The listing below should be written out exactly; please include all of it.

++++++

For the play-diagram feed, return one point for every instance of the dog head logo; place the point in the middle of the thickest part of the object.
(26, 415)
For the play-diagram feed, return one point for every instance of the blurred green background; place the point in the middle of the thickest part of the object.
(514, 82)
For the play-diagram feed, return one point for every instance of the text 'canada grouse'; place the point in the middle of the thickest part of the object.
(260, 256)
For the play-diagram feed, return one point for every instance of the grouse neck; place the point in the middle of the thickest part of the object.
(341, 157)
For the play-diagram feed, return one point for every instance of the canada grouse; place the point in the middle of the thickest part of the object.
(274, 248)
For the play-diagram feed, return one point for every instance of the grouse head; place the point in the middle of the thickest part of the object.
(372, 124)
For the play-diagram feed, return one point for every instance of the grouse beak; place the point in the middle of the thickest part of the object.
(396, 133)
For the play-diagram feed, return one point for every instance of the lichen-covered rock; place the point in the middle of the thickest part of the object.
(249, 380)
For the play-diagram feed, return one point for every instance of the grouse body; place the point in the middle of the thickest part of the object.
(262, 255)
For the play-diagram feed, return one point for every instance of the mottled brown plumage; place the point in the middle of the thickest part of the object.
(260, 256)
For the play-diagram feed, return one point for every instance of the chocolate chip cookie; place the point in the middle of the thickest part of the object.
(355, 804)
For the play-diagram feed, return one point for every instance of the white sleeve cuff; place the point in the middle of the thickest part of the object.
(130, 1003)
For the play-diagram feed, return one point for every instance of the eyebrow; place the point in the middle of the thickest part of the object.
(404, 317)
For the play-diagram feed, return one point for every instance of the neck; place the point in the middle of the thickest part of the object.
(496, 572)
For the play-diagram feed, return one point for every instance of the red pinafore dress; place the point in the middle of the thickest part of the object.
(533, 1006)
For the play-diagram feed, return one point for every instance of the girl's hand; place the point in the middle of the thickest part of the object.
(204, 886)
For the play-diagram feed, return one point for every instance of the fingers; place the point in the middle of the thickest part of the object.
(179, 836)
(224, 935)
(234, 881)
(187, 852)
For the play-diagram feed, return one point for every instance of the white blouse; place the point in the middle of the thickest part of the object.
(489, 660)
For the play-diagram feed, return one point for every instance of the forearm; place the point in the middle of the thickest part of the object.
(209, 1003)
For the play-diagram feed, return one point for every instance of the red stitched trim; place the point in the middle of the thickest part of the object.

++++++

● TASK OUTPUT:
For the play-diagram feed, return one point for every instance of the dog head logo; place the point in the middle of the thickest part of the object.
(26, 415)
For the play-diagram feed, return one point for every instance of the blurred green background; place the point in the middle of the thickest part of the object.
(514, 82)
For the play-diagram feed, return one point for every instance of the text 'canada grouse'; place the point in the middle of the thickest part of the object.
(260, 256)
For the play-diagram feed, return one point for every instance of the grouse neck; place the point in the middle of the thickest part of the object.
(341, 157)
For the play-diagram feed, return one point for every instance of the canada grouse; place the point in the middle of the thickest part of the object.
(274, 248)
For the play-diagram feed, return one point for every instance of the grouse head; place the point in the middle of the thickest part of the object.
(372, 124)
For the play-diagram feed, return one point for every instance of the grouse beak; place the point in the middle of the thickest part of the object.
(396, 133)
For the play-diagram feed, return one point for every instance of the lichen-covered rock; place the point in the middle of the thickest part of the object.
(249, 380)
For the play-diagram feed, return one point for every instance of the grouse body; place the point in the middle of the thickest part of the object.
(262, 255)
For the play-diagram feed, return one point for every instance of the mottled brown plumage; place the point in the middle of the thickest part of the object.
(260, 256)
For the play-diagram feed, return one point for every instance of the chocolate chip cookie; place the point in the middle of the thickest part of the object.
(355, 804)
For the play-diagram feed, return one point for every instance of the white sleeve cuff; place the point in the middle of the thickest part of the object.
(130, 1003)
For the play-diagram feed, return one point for every instance of the eyebrow; place the point in the middle of the thickest part of the object.
(404, 317)
For the play-diagram feed, return one point for every instance of the neck; place the point in the middle of the thickest part of the object.
(496, 572)
For the play-diagram feed, return one point for every instance of the red pinafore dress; place the point in the middle of the thickest part of the object.
(533, 1006)
For the play-diagram feed, return one point for every instance of the girl's hand; place the point in the middle of the thickest part of the object.
(204, 886)
For the play-diagram feed, return one point for every instance of the fingers; place the point in the middle of the thickest part of the object.
(179, 836)
(224, 935)
(234, 881)
(187, 852)
For the play-diagram feed, return one point for every instance of the white blouse; place the point in the middle of the thickest part of the object.
(489, 660)
For the play-diagram feed, return one point for every instance of the forearm; place the point in the middle of the thickest part of the object.
(209, 1003)
For the play-diagram feed, return one point for every instance of the red stitched trim; place the point in the middle of the thickest part of the object.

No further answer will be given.